« J’étais seul, l’autre soir, à la Salle Pleyel, / Ou presque seul », dirai-je, en pastichant Alfred de Musset ? (Une soirée perdue, titre ironique d’un poème évoquant une représentation de Molière à la Comédie-Française). Seul pour écouter Pli selon pli, de Pierre Boulez, le 27 septembre dernier, dirigé par le compositeur ?
Oh ! non, je n’étais pas seul, et la salle était comble, et attentive à cette œuvre de plus d’une heure, difficile et complexe, entièrement inspirée par quelques poèmes de Mallarmé. Inspirée? Non, commandée plutôt selon différentes formules par les structures mêmes de ces poèmes devenus, d’un point de vue phonétique, prosodique et métrique, formules alchimiques de la musique, et dont certains vers, selon la phrase, un seul mot, ou les phonèmes séparés, sont émis, chantés par une soprano (Eva-Mari Rogner ce soir-là), avec parfois des espèces de vocalises d’une extrême beauté, de telle sorte que la Poésie demeure quand même « unique source », selon sa définition par le poète, bien qu’elle soit aussi livrée à la musique et au chant, et disséminée en eux.
« Portrait de Mallarmé » est le sous-titre de ce chef d’œuvre, composé entre 1957 et 1962, Don, Improvisation I sur Mallarmé : « Le vierge, le vivace et le bel aujourd’hui » [le sonnet « le Cygne »], Improvisation II sur Mallarmé : « Une dentelle s’abolit », Improvisation III sur Mallarmé : « A la nue accablante tue », Tombeau (Révisions de Don en 1989 et d’Improvisation III en 1984).

_ _ _ _

Travail demandé
Recopiez fidèlement, dans le texte sur Pli selon pli de Pierre Boulez, tout ce qui va de « Oh ! non, je » jusqu’à « disséminée en eux. ».

Données fournies
_ _ _ _

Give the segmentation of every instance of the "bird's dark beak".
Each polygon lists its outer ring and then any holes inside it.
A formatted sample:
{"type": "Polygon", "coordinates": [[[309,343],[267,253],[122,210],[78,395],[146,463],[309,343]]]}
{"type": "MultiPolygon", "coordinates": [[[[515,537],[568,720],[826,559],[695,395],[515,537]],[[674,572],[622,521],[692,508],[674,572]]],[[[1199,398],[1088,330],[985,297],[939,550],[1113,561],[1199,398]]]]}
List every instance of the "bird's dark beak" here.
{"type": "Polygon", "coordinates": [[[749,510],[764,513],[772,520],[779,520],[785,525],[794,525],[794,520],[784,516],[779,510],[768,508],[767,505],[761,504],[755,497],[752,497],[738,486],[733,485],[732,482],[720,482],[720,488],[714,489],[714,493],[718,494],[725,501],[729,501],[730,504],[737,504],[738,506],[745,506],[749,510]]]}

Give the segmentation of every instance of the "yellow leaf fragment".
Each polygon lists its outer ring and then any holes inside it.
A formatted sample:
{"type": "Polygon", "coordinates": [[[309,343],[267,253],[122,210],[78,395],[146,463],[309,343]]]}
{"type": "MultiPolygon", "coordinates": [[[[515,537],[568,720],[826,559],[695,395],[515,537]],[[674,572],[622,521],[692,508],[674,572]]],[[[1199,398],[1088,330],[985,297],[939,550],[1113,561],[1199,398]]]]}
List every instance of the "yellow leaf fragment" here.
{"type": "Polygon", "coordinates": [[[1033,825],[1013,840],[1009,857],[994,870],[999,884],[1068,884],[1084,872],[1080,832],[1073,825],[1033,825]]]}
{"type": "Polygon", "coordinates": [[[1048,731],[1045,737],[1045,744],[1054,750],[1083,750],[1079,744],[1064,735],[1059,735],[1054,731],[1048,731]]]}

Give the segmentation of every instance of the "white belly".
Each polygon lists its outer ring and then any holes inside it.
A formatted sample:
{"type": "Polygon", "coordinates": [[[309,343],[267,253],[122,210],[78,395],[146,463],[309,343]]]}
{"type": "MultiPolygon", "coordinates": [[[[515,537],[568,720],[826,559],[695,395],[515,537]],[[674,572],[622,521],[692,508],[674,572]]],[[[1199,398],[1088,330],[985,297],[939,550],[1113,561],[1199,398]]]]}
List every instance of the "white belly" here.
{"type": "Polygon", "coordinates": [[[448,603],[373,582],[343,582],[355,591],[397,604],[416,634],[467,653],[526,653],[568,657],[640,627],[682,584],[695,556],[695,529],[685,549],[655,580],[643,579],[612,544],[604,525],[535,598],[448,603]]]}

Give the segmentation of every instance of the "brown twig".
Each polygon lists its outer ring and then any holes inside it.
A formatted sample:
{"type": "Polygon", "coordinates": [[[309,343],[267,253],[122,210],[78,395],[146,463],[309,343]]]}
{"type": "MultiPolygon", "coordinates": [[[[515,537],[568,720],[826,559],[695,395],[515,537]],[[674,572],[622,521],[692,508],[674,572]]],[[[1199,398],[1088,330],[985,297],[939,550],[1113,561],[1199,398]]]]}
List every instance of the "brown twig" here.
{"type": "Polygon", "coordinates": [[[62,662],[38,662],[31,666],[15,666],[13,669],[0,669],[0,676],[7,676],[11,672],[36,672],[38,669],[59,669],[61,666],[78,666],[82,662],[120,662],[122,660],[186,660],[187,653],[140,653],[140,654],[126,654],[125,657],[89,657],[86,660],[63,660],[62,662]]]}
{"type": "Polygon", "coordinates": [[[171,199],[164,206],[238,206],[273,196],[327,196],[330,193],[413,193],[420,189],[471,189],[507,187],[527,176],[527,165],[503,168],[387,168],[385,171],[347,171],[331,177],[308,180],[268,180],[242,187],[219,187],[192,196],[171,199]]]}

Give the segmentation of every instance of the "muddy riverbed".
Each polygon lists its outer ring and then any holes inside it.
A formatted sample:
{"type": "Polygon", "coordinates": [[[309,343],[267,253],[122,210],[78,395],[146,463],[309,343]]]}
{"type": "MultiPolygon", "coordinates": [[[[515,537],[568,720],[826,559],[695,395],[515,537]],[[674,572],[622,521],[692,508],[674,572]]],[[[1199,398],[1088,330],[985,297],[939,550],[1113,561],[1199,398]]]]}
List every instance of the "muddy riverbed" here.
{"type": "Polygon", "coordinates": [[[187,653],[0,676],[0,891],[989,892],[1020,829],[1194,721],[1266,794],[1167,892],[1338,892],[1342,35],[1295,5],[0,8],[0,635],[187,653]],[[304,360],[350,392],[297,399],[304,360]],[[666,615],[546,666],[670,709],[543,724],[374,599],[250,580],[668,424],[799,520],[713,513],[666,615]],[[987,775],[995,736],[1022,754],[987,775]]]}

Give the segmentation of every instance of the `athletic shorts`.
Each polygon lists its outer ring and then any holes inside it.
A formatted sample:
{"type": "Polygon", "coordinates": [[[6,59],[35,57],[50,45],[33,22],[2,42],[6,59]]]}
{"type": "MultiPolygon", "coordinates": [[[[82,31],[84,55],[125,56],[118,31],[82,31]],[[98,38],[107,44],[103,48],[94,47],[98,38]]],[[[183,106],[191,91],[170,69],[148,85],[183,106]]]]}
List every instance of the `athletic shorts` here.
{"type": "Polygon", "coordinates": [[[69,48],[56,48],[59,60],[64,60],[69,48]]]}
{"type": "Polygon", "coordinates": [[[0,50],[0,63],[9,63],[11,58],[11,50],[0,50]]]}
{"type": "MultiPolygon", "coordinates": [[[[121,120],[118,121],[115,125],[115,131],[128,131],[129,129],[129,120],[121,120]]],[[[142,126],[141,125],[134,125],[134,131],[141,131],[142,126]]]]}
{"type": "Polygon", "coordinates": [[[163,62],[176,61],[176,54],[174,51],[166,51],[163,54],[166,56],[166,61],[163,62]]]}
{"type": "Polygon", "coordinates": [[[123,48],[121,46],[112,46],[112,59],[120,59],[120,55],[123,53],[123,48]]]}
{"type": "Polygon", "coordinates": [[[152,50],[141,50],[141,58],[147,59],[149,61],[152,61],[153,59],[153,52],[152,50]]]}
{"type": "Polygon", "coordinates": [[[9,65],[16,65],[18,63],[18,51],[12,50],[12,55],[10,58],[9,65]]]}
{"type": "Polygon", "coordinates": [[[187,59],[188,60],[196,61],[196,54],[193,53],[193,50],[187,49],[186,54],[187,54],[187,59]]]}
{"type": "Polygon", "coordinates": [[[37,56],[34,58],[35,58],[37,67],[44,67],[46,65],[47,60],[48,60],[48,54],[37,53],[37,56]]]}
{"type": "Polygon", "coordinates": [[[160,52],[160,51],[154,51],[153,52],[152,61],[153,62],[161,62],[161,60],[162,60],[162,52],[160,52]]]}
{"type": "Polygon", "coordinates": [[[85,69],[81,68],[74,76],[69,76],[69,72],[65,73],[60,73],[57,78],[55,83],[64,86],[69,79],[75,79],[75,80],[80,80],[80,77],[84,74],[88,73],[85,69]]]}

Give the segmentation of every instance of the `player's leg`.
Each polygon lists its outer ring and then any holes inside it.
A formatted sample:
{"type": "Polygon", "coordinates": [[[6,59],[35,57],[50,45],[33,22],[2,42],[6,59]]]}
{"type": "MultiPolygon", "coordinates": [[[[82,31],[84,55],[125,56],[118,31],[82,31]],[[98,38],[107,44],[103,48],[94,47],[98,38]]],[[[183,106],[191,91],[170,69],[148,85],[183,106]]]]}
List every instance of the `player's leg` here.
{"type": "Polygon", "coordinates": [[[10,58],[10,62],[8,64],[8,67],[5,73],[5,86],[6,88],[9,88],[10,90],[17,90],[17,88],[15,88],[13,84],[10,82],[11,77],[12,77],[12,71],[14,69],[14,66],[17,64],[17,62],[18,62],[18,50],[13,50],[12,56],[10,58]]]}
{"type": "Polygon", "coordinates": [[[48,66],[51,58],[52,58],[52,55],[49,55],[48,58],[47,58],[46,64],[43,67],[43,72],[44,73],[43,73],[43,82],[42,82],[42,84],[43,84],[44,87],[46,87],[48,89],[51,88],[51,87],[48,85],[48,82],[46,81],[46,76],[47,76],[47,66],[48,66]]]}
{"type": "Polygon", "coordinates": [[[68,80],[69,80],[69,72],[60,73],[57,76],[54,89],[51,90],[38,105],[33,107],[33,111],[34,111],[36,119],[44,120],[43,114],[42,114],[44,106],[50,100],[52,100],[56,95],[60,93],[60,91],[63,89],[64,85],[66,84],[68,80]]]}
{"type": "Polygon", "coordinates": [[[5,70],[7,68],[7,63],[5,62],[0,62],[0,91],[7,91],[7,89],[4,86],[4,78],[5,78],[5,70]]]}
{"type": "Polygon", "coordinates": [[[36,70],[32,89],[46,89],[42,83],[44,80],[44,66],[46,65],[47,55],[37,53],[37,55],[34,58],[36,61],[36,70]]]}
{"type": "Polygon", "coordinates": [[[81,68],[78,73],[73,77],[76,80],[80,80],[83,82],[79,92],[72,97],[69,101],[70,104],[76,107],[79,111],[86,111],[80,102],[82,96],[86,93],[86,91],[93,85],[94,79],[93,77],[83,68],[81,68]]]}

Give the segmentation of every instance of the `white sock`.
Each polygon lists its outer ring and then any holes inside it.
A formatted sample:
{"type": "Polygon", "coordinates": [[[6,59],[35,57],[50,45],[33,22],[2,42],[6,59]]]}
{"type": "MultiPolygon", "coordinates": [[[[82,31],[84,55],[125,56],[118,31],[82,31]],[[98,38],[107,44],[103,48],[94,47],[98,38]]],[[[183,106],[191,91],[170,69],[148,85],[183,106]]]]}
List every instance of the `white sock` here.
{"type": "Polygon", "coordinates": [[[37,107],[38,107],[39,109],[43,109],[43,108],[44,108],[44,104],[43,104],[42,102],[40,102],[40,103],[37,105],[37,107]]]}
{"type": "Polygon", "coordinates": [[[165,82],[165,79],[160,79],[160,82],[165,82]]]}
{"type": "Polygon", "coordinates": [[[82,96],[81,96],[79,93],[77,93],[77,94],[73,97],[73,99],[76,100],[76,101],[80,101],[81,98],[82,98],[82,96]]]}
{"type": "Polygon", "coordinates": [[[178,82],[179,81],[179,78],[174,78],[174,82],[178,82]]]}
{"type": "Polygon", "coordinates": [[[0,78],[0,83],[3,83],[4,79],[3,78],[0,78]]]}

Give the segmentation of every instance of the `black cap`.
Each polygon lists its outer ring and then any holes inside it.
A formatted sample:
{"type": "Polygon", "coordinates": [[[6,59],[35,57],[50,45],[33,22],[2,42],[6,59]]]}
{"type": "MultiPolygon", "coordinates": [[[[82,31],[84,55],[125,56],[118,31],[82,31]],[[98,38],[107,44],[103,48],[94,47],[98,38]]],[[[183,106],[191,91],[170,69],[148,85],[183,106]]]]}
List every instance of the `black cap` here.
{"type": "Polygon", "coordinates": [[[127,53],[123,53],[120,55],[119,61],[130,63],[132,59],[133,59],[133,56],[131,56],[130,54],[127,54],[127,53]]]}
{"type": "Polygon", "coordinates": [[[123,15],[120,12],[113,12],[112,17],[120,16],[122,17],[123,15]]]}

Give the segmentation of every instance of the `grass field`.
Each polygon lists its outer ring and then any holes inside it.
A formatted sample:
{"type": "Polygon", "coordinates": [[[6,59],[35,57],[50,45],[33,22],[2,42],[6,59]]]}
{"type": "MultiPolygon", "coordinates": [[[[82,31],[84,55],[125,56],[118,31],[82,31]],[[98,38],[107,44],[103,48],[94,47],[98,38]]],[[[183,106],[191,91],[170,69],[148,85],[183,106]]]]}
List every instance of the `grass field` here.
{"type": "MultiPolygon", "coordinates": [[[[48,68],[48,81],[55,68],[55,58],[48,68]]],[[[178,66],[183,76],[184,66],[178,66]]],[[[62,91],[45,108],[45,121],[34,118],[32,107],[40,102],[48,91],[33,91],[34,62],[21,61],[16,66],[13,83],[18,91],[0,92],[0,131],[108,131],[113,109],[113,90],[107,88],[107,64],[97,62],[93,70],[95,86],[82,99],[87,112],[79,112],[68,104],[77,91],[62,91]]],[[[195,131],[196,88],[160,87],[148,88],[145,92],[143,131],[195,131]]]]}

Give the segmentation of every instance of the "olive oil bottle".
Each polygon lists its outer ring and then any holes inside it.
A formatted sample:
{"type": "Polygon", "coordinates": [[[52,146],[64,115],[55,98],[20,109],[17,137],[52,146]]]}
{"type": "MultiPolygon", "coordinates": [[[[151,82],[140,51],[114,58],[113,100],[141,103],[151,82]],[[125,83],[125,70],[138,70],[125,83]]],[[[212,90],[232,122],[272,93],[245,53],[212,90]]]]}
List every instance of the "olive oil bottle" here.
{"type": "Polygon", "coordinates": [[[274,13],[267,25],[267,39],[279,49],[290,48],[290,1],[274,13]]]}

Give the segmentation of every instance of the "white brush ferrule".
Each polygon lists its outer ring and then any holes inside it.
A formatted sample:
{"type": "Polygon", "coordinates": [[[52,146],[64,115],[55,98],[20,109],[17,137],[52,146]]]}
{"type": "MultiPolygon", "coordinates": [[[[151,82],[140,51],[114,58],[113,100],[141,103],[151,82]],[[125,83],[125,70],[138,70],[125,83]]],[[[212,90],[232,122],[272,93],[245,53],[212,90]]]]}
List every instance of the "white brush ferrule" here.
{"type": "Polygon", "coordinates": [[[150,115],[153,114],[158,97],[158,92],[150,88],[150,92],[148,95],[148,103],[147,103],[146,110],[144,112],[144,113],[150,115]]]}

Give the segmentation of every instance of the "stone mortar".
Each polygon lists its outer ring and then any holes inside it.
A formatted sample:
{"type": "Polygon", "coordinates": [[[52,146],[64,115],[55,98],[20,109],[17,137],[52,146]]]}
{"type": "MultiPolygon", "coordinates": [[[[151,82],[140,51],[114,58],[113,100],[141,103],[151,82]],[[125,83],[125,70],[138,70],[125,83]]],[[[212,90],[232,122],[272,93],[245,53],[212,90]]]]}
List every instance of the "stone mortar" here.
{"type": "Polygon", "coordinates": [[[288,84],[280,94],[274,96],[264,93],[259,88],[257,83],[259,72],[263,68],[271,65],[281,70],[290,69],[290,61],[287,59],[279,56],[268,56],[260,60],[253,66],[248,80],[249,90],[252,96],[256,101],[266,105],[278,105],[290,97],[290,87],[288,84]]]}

_ _ _ _

Résultat obtenu
Oh ! non, je n’étais pas seul, et la salle était comble, et attentive à cette œuvre de plus d’une heure, difficile et complexe, entièrement inspirée par quelques poèmes de Mallarmé. Inspirée? Non, commandée plutôt selon différentes formules par les structures mêmes de ces poèmes devenus, d’un point de vue phonétique, prosodique et métrique, formules alchimiques de la musique, et dont certains vers, selon la phrase, un seul mot, ou les phonèmes séparés, sont émis, chantés par une soprano (Eva-Mari Rogner ce soir-là), avec parfois des espèces de vocalises d’une extrême beauté, de telle sorte que la Poésie demeure quand même « unique source », selon sa définition par le poète, bien qu’elle soit aussi livrée à la musique et au chant, et disséminée en eux.